THE TASK:
Pick out every line in the entries below that contains the word "skin", and copy each of those lines in full. Case counts.

EXTRACTED DATA:
──────
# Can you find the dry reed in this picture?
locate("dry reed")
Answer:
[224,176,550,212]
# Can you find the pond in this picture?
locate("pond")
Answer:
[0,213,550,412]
──────
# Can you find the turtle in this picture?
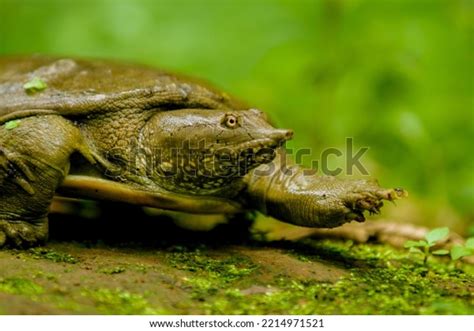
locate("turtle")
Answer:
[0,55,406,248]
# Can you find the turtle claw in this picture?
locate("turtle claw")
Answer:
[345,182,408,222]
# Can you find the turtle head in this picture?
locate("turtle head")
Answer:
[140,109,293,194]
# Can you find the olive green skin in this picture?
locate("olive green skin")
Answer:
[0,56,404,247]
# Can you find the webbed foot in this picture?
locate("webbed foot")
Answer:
──────
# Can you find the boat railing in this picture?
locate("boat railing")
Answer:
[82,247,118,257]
──────
OUTPUT FOR THIS TASK:
# Can you find the olive green skin in this picture?
locate("olive green skin")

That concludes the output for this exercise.